PROMPT: Please write out all of the data below word for word, keeping every line unchanged.
+++
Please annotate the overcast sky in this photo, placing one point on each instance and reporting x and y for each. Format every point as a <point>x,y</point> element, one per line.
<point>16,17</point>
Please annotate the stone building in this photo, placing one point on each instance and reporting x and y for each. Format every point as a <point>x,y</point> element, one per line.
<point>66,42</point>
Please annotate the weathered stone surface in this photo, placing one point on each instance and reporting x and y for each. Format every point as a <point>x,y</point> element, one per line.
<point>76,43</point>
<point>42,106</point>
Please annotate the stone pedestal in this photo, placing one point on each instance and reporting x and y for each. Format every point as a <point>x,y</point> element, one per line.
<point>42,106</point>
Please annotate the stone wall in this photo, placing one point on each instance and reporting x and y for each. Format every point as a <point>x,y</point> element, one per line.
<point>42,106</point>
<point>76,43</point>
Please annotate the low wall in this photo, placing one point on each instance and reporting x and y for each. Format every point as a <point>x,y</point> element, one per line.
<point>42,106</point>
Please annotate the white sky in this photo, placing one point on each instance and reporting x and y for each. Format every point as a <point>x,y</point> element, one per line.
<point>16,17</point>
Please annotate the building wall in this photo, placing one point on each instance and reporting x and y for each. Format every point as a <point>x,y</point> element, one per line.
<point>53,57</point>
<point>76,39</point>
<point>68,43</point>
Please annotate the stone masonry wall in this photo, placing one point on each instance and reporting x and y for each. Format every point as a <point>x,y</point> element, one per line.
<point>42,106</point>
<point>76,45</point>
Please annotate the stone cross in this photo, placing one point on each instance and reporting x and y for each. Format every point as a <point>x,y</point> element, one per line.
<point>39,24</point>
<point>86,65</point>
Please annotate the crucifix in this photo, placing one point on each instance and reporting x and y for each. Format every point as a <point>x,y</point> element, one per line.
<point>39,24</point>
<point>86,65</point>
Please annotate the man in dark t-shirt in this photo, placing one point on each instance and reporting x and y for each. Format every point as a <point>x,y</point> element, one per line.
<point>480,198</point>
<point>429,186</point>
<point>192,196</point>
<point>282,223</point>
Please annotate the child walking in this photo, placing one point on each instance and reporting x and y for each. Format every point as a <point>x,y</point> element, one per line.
+++
ANSWER:
Please annotate the overcast sky in this photo, placing one point on each instance and reporting x and y for each. Format every point as a <point>x,y</point> element, one per line.
<point>16,17</point>
Please annotate the stone building in this photo, placing one point on each instance and reporting x and y for each. Format every point as a <point>x,y</point> element, one per line.
<point>66,42</point>
Please annotate the weathered stone surface in this photo, placing one point on each instance and reporting x and y for each. Format every point as a <point>x,y</point> element, one per line.
<point>76,43</point>
<point>42,106</point>
Please annotate the stone pedestal in this photo, placing one point on each instance and reporting x and y for each. Format every point as a <point>x,y</point> element, one per line.
<point>42,106</point>
Please annotate the stone wall in this photo, placing one point on each instance and reporting x and y for each. Format every point as a <point>x,y</point> element, one per line.
<point>42,106</point>
<point>76,43</point>
Please annotate the low wall in this photo, placing one point on each instance and reporting x and y for each. Format every point as a <point>x,y</point> element, one per line.
<point>42,106</point>
Please annotate the white sky in this photo, placing one point on each instance and reporting x and y for each. Format every point as a <point>x,y</point> element, one per line.
<point>16,17</point>
Please annotate the building wall in this photo, placing one point on each instance and reporting x and y for each. Format every point as a <point>x,y</point> element, one per line.
<point>53,57</point>
<point>76,39</point>
<point>68,43</point>
Please annotate the stone masonry wall in this photo, placing one point on each instance and reporting x and y for each. Format every point as a <point>x,y</point> element, one per line.
<point>42,106</point>
<point>76,45</point>
Please annotate the stone cross in this photo, placing one point on each instance and reporting x and y for each. Format every point as a <point>x,y</point> element, one per line.
<point>39,24</point>
<point>86,65</point>
Please annotate the crucifix in this photo, placing one point on each instance and reporting x and y for each. Format every point as a <point>x,y</point> element, one per line.
<point>39,24</point>
<point>86,65</point>
Please annotate the man in dark t-shirt in this photo, placing one point on each instance and reporting x and y for each. Format every point as a <point>x,y</point> element, one per line.
<point>480,198</point>
<point>429,186</point>
<point>192,196</point>
<point>282,223</point>
Please annotate the child walking in this photo, placing one point on each instance and reporting x and y for each. Format every point as a <point>x,y</point> element, one per line.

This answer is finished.